Copy the data word for word, starting with the line that contains "Mark each instance of the hiker's" and going on through the line that contains "x=451 y=309", both included.

__LISTING__
== == ==
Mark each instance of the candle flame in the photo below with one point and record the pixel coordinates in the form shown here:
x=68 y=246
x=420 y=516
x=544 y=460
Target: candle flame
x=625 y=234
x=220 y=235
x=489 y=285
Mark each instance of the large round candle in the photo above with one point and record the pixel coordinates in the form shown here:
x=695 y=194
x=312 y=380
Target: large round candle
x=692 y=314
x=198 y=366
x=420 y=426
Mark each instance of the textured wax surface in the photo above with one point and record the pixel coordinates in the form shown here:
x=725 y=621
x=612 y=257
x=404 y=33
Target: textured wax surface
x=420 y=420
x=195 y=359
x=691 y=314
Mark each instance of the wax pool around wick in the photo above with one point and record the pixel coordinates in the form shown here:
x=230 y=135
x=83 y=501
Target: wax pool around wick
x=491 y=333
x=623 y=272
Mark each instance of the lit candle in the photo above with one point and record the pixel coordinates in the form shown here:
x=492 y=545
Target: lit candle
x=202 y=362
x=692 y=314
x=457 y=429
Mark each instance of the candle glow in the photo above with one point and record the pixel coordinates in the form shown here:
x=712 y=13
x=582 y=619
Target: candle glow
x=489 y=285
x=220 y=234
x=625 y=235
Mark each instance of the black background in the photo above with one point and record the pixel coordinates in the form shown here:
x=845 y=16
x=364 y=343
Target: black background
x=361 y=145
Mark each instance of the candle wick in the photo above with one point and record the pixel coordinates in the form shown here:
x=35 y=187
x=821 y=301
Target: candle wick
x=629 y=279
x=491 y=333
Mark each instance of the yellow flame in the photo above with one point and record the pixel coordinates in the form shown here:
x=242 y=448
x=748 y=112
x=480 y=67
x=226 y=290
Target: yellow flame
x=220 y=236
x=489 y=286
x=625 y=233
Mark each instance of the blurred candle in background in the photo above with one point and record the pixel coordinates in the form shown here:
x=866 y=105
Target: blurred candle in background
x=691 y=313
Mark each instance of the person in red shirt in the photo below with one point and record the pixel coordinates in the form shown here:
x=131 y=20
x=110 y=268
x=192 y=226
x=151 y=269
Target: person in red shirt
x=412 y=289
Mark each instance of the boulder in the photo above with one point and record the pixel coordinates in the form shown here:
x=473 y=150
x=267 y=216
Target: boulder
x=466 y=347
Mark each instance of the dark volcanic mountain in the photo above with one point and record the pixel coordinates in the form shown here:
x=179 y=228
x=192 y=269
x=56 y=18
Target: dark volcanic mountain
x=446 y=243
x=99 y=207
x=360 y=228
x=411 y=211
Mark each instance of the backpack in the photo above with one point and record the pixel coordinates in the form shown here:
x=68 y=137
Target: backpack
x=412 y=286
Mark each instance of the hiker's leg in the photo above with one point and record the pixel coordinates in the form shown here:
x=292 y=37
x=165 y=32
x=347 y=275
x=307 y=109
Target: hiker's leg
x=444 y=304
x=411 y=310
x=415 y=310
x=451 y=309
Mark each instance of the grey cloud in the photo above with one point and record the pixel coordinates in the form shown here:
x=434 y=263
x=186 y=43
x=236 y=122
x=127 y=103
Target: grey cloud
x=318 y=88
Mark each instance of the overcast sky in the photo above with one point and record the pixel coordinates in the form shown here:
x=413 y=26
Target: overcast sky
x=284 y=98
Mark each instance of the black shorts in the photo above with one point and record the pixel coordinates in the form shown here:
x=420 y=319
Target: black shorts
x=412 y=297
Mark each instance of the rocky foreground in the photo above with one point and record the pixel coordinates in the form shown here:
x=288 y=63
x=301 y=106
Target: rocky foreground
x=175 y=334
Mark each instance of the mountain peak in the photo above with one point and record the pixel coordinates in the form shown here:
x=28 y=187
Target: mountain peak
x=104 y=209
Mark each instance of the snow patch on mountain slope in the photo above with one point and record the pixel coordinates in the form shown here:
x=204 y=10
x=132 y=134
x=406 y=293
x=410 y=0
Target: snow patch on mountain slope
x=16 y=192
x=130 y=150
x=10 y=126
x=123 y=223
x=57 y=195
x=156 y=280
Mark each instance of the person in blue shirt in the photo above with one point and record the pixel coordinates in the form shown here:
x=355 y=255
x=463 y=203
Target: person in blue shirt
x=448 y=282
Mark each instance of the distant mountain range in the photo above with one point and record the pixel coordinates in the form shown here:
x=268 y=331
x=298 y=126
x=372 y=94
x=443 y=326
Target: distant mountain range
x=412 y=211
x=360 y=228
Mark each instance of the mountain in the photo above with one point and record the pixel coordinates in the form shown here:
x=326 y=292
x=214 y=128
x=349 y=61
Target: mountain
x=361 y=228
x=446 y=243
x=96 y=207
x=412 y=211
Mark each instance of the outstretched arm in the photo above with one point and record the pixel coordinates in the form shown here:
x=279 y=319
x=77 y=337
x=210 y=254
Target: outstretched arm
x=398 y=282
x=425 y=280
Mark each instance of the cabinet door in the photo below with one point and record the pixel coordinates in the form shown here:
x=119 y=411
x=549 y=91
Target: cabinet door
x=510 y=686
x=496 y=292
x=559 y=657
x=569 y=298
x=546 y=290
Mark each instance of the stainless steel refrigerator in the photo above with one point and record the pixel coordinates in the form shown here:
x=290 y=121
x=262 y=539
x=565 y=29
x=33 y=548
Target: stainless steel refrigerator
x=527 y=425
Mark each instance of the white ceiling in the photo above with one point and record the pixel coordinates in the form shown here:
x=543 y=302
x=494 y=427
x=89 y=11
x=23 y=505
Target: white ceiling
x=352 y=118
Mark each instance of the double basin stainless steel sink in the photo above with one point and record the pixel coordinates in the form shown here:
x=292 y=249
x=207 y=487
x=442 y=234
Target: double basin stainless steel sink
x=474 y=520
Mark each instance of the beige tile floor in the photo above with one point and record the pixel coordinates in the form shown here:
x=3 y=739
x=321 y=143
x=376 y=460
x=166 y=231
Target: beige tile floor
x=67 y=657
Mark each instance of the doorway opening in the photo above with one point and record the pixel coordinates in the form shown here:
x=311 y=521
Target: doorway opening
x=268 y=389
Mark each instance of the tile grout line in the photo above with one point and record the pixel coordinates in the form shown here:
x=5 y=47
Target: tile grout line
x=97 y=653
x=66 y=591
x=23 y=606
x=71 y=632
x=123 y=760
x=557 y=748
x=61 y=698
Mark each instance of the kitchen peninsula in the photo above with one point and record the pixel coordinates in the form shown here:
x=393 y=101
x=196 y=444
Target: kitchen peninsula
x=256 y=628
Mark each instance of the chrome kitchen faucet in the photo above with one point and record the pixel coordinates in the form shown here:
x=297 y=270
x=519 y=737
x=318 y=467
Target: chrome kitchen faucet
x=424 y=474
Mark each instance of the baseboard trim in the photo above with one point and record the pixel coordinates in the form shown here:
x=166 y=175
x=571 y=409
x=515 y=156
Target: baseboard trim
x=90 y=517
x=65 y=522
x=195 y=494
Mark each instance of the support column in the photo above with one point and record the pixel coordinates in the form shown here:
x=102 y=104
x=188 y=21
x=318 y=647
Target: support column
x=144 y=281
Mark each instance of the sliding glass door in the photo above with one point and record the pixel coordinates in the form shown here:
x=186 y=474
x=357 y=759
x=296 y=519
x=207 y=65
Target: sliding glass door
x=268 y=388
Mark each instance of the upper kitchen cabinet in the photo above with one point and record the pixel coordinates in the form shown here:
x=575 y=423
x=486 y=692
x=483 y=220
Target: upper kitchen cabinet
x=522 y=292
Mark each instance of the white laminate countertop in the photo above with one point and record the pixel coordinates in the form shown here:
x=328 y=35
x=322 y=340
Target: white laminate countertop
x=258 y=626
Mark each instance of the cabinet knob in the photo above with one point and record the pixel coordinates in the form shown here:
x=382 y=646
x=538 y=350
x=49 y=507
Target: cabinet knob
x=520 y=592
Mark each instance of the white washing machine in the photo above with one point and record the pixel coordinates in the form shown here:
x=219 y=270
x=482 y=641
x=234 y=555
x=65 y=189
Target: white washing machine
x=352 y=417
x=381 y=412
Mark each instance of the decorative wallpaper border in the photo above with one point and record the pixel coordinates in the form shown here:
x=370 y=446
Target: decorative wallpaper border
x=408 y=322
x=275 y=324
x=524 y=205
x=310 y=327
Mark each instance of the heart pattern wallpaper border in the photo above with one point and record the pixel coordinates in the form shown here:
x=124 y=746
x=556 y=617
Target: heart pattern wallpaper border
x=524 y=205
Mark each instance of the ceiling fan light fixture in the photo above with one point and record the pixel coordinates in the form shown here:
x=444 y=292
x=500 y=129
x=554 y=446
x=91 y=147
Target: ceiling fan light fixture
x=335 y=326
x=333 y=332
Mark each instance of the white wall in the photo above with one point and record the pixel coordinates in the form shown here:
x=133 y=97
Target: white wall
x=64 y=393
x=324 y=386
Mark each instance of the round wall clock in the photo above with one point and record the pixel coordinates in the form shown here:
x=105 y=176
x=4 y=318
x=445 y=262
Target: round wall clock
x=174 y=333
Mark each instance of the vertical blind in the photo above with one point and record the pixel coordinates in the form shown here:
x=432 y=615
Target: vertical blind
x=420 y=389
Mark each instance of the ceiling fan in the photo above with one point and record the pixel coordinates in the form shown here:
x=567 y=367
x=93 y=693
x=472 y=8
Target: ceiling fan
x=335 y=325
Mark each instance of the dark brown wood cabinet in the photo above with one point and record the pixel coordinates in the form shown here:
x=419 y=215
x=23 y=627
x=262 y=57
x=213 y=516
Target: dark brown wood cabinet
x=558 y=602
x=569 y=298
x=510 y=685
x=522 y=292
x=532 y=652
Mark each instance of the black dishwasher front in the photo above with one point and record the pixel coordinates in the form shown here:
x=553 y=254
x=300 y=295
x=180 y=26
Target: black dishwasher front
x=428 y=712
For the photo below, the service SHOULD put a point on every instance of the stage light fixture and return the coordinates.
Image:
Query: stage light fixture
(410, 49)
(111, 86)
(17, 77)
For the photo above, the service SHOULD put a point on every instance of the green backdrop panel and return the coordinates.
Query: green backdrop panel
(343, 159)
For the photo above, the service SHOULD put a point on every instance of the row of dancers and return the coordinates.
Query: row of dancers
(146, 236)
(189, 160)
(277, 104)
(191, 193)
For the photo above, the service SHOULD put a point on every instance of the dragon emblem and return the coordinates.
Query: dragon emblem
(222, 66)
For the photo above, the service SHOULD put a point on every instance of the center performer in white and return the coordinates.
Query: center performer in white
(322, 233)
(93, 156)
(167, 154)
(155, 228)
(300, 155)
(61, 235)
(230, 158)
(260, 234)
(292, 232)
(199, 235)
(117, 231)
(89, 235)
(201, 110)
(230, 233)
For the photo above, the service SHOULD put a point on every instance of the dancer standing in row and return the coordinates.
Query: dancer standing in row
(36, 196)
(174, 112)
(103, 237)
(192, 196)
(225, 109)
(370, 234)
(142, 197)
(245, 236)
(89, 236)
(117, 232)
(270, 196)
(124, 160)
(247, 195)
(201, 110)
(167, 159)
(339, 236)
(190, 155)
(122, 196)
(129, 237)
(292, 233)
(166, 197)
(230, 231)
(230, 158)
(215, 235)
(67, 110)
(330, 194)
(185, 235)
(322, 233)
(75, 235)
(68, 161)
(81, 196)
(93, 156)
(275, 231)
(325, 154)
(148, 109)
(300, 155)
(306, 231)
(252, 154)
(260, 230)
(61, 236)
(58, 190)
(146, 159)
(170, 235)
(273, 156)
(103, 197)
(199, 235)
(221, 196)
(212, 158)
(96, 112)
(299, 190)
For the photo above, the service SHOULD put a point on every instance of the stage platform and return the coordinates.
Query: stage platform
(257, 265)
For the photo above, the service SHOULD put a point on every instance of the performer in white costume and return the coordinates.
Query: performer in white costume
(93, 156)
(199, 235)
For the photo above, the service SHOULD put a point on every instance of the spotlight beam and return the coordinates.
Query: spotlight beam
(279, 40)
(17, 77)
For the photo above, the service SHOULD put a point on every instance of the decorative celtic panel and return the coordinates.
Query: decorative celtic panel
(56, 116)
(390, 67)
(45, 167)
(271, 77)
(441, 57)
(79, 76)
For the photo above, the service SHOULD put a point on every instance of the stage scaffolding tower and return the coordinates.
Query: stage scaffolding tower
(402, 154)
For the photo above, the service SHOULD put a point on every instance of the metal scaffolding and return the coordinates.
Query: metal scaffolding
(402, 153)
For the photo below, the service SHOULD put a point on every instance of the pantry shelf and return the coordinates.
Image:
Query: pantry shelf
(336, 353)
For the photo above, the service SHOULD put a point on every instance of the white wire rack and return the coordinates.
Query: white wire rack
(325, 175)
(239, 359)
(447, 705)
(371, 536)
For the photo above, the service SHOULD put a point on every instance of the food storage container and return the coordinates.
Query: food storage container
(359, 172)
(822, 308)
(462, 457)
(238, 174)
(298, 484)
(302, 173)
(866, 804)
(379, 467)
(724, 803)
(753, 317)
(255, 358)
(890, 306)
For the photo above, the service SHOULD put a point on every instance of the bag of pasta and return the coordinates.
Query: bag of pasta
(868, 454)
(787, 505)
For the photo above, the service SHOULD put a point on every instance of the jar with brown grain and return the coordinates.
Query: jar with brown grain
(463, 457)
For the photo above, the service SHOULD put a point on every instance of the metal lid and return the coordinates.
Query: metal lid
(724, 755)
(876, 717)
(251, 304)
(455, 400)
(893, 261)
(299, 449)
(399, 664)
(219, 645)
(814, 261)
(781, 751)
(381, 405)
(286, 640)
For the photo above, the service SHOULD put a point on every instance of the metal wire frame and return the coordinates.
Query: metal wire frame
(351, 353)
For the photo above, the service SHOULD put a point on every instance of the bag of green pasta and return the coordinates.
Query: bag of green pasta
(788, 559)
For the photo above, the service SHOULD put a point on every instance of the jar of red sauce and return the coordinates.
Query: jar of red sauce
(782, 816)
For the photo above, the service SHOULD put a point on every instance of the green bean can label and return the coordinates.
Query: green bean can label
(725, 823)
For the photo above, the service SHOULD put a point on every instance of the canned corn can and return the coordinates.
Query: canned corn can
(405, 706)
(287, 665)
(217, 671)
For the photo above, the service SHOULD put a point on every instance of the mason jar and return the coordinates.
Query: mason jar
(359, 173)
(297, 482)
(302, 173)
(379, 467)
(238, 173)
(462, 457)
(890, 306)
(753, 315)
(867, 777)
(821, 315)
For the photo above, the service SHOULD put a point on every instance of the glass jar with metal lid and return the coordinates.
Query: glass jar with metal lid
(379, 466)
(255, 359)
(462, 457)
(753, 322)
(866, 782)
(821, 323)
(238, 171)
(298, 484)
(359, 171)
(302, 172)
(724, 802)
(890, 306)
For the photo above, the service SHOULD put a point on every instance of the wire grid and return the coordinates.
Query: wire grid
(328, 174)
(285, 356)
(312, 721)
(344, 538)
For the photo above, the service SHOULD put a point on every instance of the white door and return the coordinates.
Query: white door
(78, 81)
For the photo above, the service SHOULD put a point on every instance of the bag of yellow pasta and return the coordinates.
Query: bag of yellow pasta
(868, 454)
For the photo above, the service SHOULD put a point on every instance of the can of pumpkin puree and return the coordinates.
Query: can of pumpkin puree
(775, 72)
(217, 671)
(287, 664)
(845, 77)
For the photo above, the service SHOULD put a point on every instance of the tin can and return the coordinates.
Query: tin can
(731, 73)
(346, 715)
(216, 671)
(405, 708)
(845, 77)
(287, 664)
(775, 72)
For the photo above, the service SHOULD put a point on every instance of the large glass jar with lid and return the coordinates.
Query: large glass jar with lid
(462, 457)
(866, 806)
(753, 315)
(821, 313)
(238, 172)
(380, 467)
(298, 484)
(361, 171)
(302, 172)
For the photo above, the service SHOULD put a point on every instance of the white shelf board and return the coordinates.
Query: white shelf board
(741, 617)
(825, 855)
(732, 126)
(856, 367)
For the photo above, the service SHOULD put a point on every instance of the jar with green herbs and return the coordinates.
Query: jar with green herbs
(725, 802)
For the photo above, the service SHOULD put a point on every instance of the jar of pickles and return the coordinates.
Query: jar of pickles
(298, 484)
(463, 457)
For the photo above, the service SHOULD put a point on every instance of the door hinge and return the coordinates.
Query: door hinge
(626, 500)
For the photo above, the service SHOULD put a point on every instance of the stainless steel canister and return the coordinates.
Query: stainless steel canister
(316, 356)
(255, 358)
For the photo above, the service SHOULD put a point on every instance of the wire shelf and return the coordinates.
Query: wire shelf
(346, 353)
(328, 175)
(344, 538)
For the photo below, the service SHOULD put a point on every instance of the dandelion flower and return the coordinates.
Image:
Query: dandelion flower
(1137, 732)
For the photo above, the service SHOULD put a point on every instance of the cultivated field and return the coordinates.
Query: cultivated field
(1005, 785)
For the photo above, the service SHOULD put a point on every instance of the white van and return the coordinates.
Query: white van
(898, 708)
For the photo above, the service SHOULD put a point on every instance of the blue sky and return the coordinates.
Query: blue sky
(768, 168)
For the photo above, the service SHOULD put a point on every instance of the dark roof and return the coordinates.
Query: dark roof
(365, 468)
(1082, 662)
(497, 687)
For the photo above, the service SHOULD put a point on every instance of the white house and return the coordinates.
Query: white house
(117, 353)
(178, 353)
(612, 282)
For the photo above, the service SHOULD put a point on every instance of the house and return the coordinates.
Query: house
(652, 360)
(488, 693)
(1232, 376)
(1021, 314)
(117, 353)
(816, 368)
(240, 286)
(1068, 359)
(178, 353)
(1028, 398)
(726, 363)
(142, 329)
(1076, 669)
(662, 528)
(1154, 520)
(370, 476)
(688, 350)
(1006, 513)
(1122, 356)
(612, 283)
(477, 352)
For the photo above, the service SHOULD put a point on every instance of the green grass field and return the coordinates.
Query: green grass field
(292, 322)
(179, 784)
== == ==
__RESPONSE__
Mark each instance of the hiker's leg in the photo above with one point and record the pixel coordinates in the form shown here:
x=292 y=37
x=165 y=32
x=347 y=275
x=307 y=109
Target: hiker's leg
x=444 y=304
x=411 y=310
x=415 y=310
x=451 y=309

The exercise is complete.